* _EXTRACT PROVIDED_:
★ ★ ★ ★

You should also consider notifying us at the TPB, the ATO, ASIC or other relevant authorities, if you are lawfully permitted to do so. 

Clients without conventional identity documents

Some clients, such as some Aboriginal or Torres Strait Islanders, those who came as refugees or affected by a natural disaster, may not be able to provide conventional forms of ID. In these situations, you should take a flexible approach. We recognise the POI steps you undertake in these situations may be different to or less than our minimum requirements. You should maintain detailed records to outline the client’s situation and the steps you have taken to establish their identity.

Well-established clients

We expect you to undertake POI checks for your existing clients throughout your engagement with them. 

Where you have a well-established relationship with a client, we recommend you first make an assessment of whether or not to conduct POI checks on them. You can consider a range of factors to make this assessment – for example, extent of your relationship with the client, any change of contact or bank account details, any amendment requests to tax returns resulting in higher refunds, and change in relationship between the client and their representative.

If you make an assessment not to undertake POI for an existing client at that point in time, you must keep a record of the factors you considered to make the decision.

Remote verification

If you are engaging with clients remotely and using a webcam or videoconferencing to sight IDs, make sure to record a note of the identity checks done. 

If you use non-visual methods to engage with clients and therefore unable to verify and compare the client’s identity with the IDs provided, refer to the ATO’s Agent client verification methods if you use their online services. 

Record keeping

We do not require you to keep copies or originals of IDs you used to identify a client or their representative. However, you should maintain a record, such as a checklist, with sufficient details as soon as POI checks are undertaken. For example, records should contain date and time when POI checks were done, types of IDs used, how the documents were sighted and who in the practice performed the checks including their position. 

The records must also include confirmation that the IDs were clear and legible, identified the client and their representative (if any) and there was no apparent reason to question the IDs provided.

The records must be kept for up to at least 5 years after the engagement with your client and/or their representative ceases.

Transferring a tax practice or client list

If there is a change in ownership of a tax or BAS practice and/or client list from one registered tax practitioner to another, we would expect that copies of the contemporaneous POI records relating to affected clients are transferred, along with other relevant client records.

In these circumstances, you must also be mindful of your Code obligations about maintaining confidentiality of client information when you are selling your practice or client list. You must not disclose any client information to a third party, including the practitioner that is buying your practice, without the client’s consent or a legal duty to do so.

Where you are acquiring another practice or some clients from another practitioner, you do not have to perform POI checks for each client that you are acquiring. But it is important that you undertake these checks as appropriate throughout your engagement with these clients. 

Engaged by or client referred by another registered tax practitioner

If you are engaged by another registered tax practitioner to provide services to them, you must obtain written confirmation from the referring tax practitioner that they have undertaken POI on the client and confirmed the client’s identity.

If another tax practitioner refers a client to you to provide services directly to the client or if the client wants to engage you independently, you must undertake POI checks on the client.

Failure to undertake POI

If you fail to undertake appropriate POI steps to verify a client and/or their representative’s identity, we may find that you have breached the Code, ceased to be fit or proper to be registered or breached the civil penalty provision in the TASA.   

As a result, we may impose a sanction, terminate your registration or apply to the Federal Court for a civil penalty to be imposed on you.

★ ★ ★ ★

* _MATERIAL SUPPLIED_:
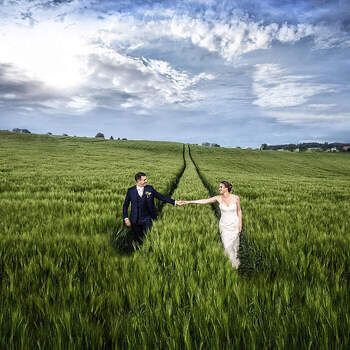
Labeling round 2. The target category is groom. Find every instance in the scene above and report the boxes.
[123,172,183,242]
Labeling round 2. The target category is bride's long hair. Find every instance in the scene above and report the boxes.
[220,181,232,192]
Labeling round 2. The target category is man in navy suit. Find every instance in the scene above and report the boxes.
[123,172,183,242]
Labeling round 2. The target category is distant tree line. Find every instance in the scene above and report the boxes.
[260,142,350,152]
[12,128,31,134]
[202,142,220,147]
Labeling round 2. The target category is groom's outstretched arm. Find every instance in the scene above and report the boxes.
[152,187,175,205]
[123,190,130,219]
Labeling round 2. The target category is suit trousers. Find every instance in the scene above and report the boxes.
[131,216,152,243]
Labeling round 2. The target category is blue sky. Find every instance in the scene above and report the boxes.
[0,0,350,147]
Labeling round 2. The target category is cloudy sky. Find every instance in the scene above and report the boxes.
[0,0,350,147]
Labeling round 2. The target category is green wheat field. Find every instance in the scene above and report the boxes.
[0,131,350,350]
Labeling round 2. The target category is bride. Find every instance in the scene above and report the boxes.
[183,181,242,268]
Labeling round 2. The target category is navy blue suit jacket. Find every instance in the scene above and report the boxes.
[123,185,175,223]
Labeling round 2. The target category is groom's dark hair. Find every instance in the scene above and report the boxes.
[135,172,146,181]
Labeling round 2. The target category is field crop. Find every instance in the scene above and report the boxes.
[0,132,350,349]
[191,146,350,349]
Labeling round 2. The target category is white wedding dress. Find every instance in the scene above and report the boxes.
[219,202,239,268]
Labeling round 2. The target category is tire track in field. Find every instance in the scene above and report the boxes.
[110,144,186,254]
[188,145,262,275]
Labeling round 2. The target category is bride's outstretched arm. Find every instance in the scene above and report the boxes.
[185,196,218,204]
[237,196,242,232]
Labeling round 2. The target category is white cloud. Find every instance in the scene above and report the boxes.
[252,64,335,108]
[99,15,314,61]
[308,103,337,110]
[86,47,214,108]
[269,111,350,125]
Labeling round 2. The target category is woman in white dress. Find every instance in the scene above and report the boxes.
[184,181,242,268]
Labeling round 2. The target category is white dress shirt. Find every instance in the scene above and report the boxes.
[124,185,176,220]
[136,186,145,197]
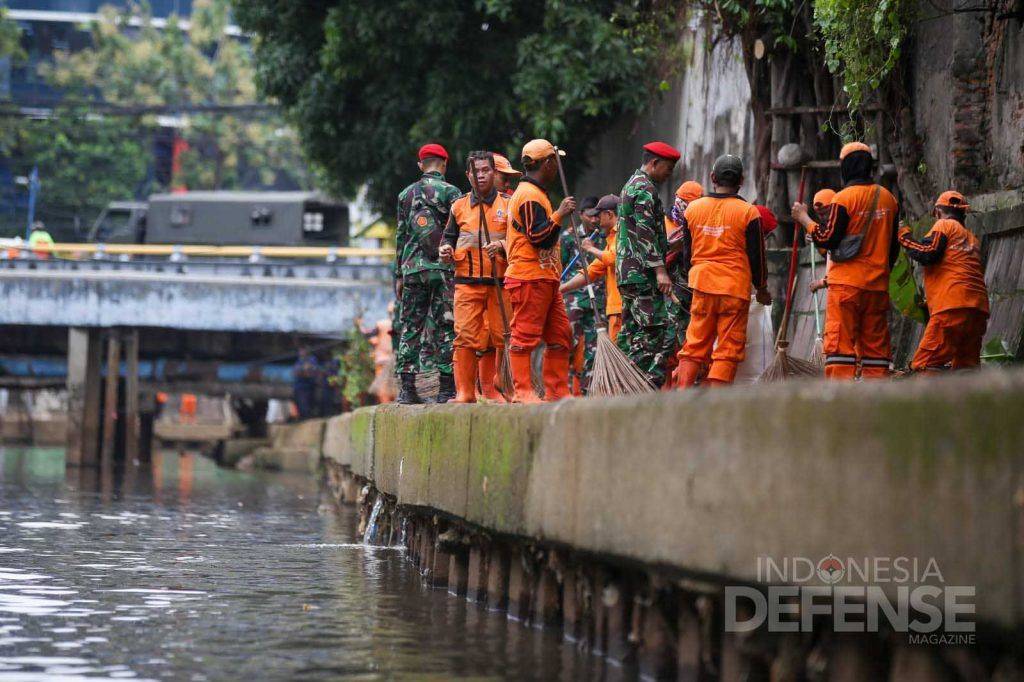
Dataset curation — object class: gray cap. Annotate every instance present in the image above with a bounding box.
[595,195,618,211]
[711,154,743,184]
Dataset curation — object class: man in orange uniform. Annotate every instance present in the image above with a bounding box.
[561,195,623,341]
[674,154,771,389]
[505,139,575,402]
[793,142,899,379]
[438,152,509,402]
[899,191,988,372]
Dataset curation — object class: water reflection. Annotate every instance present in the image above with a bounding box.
[0,449,621,680]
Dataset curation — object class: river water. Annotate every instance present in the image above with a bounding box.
[0,447,623,680]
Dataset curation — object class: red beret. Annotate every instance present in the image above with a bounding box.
[420,142,447,161]
[754,204,778,235]
[643,142,683,161]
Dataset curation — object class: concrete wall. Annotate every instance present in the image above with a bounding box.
[567,23,757,206]
[0,270,391,334]
[323,372,1024,625]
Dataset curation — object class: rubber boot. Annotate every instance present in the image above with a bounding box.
[480,348,502,400]
[509,350,543,402]
[452,348,477,402]
[434,372,454,404]
[673,357,700,391]
[398,372,423,404]
[544,348,569,402]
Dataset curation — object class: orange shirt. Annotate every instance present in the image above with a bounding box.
[684,195,765,301]
[587,229,623,315]
[444,193,509,284]
[505,177,562,282]
[810,183,898,291]
[899,219,988,314]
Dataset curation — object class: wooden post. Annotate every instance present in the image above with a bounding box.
[125,329,141,460]
[100,330,121,463]
[66,327,102,467]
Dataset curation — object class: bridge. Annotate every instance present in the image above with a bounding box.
[0,244,393,464]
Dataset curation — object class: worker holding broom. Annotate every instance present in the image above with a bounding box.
[615,142,681,388]
[663,180,703,388]
[899,190,988,372]
[395,143,462,404]
[438,152,509,402]
[793,142,899,379]
[561,195,623,341]
[505,139,575,402]
[559,197,604,395]
[673,154,771,389]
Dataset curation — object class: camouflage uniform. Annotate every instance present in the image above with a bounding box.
[395,172,462,374]
[558,227,605,390]
[615,169,675,386]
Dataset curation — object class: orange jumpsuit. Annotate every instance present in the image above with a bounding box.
[442,191,509,397]
[678,194,767,388]
[505,176,572,402]
[899,219,988,372]
[587,227,623,341]
[808,181,899,379]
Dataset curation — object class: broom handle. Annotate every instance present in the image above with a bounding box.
[775,166,807,348]
[555,146,608,330]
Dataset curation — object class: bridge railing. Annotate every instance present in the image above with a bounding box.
[0,241,394,281]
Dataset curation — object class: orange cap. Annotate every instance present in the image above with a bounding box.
[839,142,871,161]
[935,189,971,211]
[811,187,836,208]
[495,154,522,177]
[522,139,565,161]
[676,180,703,204]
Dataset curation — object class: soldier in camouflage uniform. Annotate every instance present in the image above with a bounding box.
[615,142,680,387]
[558,197,604,395]
[395,144,462,404]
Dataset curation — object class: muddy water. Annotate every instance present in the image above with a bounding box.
[0,449,622,680]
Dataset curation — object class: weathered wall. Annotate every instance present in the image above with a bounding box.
[575,24,756,202]
[910,0,1024,194]
[0,270,391,334]
[324,372,1024,624]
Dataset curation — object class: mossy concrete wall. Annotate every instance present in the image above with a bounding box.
[323,371,1024,625]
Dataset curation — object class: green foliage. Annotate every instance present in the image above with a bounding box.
[43,0,309,189]
[236,0,678,215]
[335,323,374,409]
[814,0,915,112]
[16,110,148,218]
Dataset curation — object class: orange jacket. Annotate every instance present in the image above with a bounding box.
[441,191,509,284]
[587,229,623,315]
[899,219,988,314]
[505,177,562,282]
[808,182,899,291]
[680,194,767,301]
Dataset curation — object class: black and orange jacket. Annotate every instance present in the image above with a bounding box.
[899,219,988,314]
[670,193,767,300]
[808,181,899,291]
[505,177,562,282]
[443,191,509,285]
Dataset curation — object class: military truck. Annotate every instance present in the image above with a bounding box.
[89,191,349,246]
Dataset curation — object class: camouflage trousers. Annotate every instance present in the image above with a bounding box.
[395,270,455,374]
[615,283,676,387]
[566,300,597,392]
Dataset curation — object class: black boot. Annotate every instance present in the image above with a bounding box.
[398,372,423,404]
[434,373,455,404]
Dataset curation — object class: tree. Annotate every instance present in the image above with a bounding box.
[234,0,678,215]
[45,0,310,189]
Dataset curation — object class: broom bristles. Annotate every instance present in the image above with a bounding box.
[589,329,654,395]
[495,343,515,402]
[758,344,821,382]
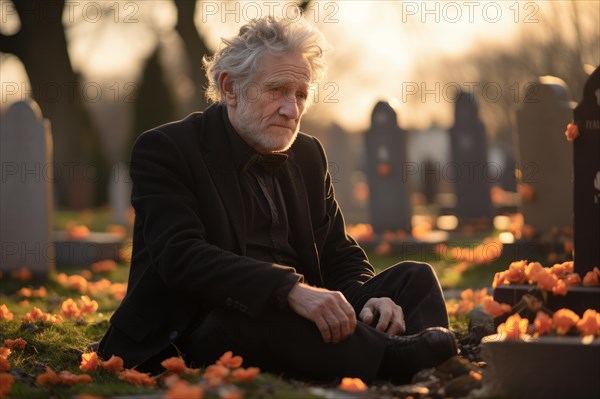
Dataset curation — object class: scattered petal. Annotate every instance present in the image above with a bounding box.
[4,338,27,349]
[0,373,15,398]
[79,352,100,371]
[338,377,367,392]
[119,369,156,387]
[0,304,14,320]
[231,367,260,382]
[100,355,123,373]
[217,351,244,369]
[552,308,579,335]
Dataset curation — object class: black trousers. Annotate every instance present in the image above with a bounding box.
[181,262,448,382]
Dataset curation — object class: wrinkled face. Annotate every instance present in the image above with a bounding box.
[228,53,311,153]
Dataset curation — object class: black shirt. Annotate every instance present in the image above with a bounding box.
[221,106,298,307]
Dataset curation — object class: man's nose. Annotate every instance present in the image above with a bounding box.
[279,96,300,119]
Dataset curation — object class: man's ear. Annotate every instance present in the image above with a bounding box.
[219,72,237,107]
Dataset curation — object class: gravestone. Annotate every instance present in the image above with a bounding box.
[573,67,600,276]
[517,77,573,237]
[108,162,131,225]
[445,92,493,225]
[0,100,58,277]
[327,123,355,217]
[365,101,411,233]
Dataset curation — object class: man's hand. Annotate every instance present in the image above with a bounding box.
[288,283,356,344]
[359,298,406,335]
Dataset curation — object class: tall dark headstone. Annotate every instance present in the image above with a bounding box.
[365,101,411,233]
[573,67,600,276]
[446,92,493,224]
[517,77,573,236]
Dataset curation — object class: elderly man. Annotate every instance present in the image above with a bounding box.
[99,17,457,382]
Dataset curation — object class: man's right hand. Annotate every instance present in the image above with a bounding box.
[288,283,356,344]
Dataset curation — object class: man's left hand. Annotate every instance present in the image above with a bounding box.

★ ★ ★ ★

* _ACTIVITIES_:
A – Translate this sentence from the identity-check guidance into Spanish: "We expect you to undertake POI checks for your existing clients throughout your engagement with them."
B – Summarize the identity-check guidance in two sentences.
C – Write out the part of the identity-check guidance between "If you fail" and "imposed on you.", inclusive.
The entries have nothing to do with the text.

* _YOUR RESPONSES_:
A – Esperamos que realice verificaciones de POI de sus clientes existentes durante toda su relación con ellos.

B – Registered tax practitioners are expected to carry out POI checks on clients throughout their engagement, taking a flexible approach for clients without conventional ID and recording the factors considered when deciding not to check a well-established client. The guidance sets record-keeping requirements for these checks and covers transferred practices and referred clients, and it warns that failing to undertake appropriate POI steps may lead to a sanction, termination of registration or a civil penalty.

C –
If you fail to undertake appropriate POI steps to verify a client and/or their representative’s identity, we may find that you have breached the Code, ceased to be fit or proper to be registered or breached the civil penalty provision in the TASA.   

As a result, we may impose a sanction, terminate your registration or apply to the Federal Court for a civil penalty to be imposed on you.